Exercise description: Could you reproduce the listing below word for word, starting at the line with "An instance counts as any individually distinguishable melbourne" and continuing through its final line?

============================================================

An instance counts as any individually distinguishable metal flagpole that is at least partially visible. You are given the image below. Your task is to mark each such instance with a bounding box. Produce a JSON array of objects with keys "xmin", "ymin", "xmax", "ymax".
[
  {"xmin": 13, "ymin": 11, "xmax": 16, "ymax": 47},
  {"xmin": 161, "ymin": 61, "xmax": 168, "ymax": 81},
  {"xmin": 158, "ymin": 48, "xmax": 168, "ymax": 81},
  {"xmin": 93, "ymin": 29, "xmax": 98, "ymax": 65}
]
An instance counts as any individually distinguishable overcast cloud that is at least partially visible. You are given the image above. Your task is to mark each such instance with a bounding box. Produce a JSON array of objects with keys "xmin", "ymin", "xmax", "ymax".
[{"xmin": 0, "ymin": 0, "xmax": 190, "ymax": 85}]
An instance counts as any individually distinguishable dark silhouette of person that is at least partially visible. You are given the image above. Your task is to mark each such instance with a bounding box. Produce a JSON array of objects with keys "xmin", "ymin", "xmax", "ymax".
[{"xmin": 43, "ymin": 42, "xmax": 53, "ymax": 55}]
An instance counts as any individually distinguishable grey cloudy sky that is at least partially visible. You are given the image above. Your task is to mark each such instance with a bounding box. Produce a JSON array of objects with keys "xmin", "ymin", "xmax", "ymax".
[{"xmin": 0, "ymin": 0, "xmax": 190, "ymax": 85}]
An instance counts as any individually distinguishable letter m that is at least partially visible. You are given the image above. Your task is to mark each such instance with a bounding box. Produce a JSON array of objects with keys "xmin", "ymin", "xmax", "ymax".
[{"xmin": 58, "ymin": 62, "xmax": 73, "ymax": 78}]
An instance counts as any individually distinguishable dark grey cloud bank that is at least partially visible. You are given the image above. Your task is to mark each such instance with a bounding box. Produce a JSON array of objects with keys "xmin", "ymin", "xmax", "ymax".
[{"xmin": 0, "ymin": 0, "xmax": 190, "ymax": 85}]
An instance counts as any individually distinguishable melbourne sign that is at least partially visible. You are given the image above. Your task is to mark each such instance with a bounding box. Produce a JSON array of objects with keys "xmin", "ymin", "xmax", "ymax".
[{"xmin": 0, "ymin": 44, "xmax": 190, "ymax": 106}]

============================================================

Task result:
An instance counts as any individually distinguishable melbourne sign that is at least partially visible. You are given the image above. Your task is to mark each such instance with a bounding box. Produce a JSON array of objects with keys "xmin", "ymin", "xmax", "ymax".
[{"xmin": 0, "ymin": 44, "xmax": 190, "ymax": 106}]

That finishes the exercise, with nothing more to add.